### Source data:
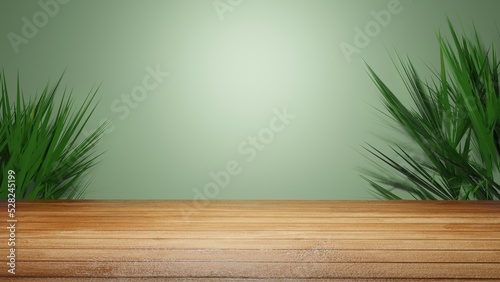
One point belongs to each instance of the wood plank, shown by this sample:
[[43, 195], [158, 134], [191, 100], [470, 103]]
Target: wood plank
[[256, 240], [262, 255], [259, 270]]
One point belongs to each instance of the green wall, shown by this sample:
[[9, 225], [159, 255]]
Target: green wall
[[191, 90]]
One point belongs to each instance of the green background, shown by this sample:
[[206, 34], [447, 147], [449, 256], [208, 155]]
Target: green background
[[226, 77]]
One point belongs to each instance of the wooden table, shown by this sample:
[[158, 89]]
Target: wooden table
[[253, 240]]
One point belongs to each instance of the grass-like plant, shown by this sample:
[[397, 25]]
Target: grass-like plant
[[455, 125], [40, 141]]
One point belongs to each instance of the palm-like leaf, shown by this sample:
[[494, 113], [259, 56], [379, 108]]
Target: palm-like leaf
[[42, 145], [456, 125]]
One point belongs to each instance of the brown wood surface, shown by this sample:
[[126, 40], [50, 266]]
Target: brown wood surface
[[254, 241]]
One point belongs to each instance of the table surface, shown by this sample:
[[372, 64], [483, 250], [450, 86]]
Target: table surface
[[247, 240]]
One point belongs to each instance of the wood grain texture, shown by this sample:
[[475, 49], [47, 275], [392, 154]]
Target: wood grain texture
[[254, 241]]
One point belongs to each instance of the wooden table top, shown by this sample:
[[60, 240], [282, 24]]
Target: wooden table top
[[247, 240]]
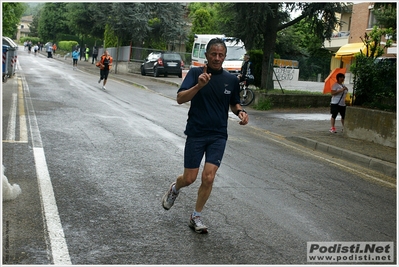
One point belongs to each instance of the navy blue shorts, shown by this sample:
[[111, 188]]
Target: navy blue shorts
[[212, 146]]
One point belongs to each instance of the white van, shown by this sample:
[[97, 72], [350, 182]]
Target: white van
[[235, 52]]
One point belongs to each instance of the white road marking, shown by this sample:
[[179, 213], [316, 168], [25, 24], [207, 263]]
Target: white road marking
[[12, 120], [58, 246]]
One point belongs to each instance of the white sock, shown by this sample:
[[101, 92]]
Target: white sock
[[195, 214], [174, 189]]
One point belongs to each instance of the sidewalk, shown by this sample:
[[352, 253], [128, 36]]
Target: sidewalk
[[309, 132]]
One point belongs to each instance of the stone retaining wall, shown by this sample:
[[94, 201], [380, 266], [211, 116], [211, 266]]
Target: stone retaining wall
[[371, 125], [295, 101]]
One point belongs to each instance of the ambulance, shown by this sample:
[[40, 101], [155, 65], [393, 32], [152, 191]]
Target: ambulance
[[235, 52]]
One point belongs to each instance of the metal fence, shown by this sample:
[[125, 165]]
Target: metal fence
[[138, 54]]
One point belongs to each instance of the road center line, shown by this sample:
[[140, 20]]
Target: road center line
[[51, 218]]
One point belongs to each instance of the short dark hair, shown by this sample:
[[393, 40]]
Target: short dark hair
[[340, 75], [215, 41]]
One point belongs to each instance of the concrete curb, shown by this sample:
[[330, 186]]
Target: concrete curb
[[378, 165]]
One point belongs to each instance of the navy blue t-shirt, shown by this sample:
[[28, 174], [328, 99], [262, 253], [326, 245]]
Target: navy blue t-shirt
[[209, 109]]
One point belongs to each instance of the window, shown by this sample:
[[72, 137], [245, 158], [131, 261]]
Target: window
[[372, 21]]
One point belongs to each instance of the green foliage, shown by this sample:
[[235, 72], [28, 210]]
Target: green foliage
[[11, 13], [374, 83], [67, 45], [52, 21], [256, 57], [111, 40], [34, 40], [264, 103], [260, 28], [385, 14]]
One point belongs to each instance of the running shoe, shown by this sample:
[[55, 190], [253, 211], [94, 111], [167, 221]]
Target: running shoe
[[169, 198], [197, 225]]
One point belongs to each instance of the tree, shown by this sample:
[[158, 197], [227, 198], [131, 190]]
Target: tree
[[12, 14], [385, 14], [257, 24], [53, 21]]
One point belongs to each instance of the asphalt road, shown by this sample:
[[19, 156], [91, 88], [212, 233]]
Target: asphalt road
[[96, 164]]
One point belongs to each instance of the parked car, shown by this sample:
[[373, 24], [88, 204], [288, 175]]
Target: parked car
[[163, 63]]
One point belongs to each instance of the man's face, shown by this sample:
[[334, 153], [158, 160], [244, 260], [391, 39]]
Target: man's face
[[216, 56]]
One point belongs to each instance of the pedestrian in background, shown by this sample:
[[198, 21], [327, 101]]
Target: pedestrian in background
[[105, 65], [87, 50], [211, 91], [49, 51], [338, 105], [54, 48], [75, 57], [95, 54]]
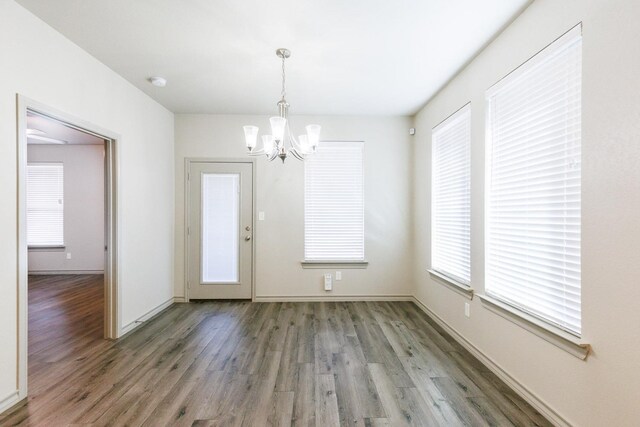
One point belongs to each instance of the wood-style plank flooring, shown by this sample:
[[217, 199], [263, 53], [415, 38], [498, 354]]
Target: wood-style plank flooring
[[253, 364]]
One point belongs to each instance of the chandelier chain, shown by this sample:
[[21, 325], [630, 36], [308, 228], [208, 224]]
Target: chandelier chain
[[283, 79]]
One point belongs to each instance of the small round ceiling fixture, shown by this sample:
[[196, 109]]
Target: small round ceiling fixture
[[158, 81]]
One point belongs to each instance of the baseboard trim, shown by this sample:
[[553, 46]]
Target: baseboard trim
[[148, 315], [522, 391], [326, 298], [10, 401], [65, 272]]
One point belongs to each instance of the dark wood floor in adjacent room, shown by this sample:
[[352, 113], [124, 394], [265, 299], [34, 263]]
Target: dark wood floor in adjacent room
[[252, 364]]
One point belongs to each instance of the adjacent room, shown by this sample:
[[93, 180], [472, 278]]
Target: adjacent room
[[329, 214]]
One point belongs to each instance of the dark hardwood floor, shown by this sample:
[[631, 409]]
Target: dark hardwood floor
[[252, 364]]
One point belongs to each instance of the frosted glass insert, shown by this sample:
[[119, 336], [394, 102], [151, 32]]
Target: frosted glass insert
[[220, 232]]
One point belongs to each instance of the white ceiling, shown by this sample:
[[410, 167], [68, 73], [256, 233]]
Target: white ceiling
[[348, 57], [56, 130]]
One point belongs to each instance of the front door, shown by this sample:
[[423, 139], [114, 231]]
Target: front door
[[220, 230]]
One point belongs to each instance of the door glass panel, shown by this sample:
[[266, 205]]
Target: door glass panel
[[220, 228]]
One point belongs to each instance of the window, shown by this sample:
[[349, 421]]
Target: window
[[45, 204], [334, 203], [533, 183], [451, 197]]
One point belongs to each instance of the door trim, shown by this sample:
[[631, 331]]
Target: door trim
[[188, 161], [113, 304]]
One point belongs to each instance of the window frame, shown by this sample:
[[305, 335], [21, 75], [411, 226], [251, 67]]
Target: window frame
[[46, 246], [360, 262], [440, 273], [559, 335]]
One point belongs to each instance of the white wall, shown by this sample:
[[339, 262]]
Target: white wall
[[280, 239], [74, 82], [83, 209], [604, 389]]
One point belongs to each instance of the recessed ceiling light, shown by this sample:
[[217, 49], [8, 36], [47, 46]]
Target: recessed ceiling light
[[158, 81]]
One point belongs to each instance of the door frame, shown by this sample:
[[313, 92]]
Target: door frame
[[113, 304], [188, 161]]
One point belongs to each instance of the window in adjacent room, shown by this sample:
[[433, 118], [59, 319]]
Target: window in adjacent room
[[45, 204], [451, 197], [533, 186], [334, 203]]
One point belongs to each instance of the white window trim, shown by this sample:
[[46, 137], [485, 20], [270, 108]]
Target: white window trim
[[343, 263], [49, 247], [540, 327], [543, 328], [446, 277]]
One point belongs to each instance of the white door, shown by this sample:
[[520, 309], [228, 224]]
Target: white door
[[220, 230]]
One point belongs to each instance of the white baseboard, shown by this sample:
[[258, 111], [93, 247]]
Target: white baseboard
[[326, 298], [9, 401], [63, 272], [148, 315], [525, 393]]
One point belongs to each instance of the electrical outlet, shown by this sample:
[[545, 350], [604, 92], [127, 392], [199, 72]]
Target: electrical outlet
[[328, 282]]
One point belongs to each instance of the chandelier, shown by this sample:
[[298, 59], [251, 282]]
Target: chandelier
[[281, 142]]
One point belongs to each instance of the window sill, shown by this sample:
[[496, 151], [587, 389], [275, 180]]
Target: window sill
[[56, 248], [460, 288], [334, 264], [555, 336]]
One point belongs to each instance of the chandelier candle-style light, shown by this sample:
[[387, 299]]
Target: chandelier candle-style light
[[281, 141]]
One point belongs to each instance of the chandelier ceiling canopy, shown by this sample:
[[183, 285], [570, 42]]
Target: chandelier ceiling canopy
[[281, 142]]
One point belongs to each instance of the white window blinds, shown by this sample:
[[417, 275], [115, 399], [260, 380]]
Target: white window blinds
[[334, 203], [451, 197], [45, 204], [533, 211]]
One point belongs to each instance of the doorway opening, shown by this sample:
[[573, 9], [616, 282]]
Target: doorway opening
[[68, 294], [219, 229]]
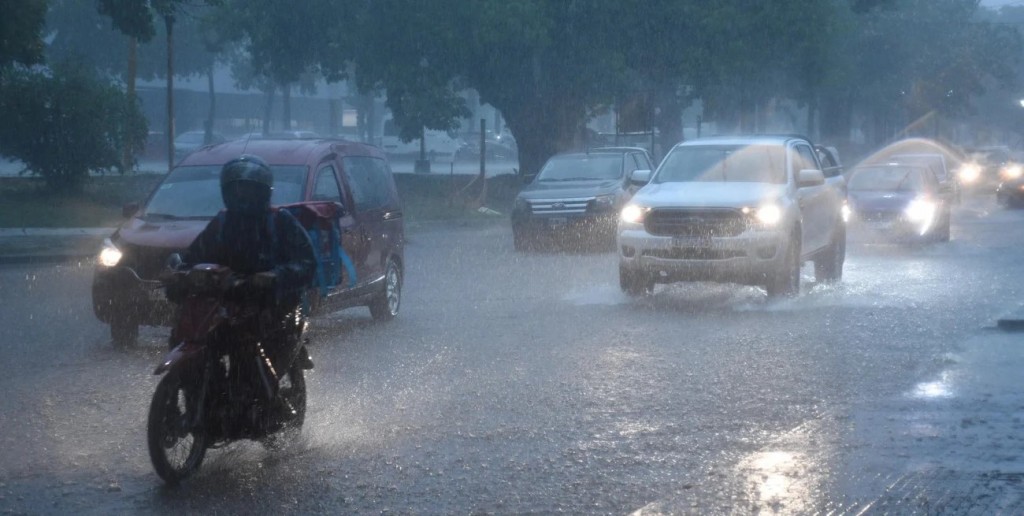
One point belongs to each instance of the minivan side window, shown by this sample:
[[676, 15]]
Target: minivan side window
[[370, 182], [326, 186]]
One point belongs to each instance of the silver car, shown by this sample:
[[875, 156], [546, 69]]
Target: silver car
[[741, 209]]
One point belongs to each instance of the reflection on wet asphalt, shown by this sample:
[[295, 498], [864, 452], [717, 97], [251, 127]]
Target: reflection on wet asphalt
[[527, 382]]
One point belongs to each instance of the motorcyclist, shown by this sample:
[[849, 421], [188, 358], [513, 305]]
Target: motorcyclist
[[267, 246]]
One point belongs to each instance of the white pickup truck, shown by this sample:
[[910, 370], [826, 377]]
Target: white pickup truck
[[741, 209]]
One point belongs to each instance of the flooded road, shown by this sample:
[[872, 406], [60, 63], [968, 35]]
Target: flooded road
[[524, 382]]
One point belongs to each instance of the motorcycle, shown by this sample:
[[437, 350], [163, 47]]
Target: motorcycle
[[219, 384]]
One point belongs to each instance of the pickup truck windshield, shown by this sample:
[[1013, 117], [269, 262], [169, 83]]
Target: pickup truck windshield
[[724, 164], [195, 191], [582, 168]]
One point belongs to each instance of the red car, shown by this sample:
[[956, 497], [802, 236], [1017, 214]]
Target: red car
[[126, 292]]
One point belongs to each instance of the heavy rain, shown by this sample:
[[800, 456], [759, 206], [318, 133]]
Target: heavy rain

### Stated goal:
Format the records as a Markdown table with the columns Row and Line, starting with the line containing "One point belongs to each instance of the white road" and going on through the line containing "[[309, 132]]", with one row per line and blank lines left out.

### Problem solution:
| Row | Line |
|---|---|
| 1 | One point belongs to each instance of the white road marking, shown by this sample: |
| 2 | [[179, 213], [316, 168], [25, 24], [207, 263]] |
| 3 | Target: white road marking |
| 4 | [[12, 120], [58, 246]] |
| 5 | One point belongs to each instance of the white sock, shown by this sample: |
| 6 | [[101, 92]] |
| 7 | Target: white sock |
| 8 | [[195, 214], [174, 189]] |
| 9 | One point belongs to each instance of the sidewalk, shown by this sample: |
| 10 | [[352, 253], [128, 36]] |
| 11 | Target: sidewalk |
| 12 | [[309, 132]] |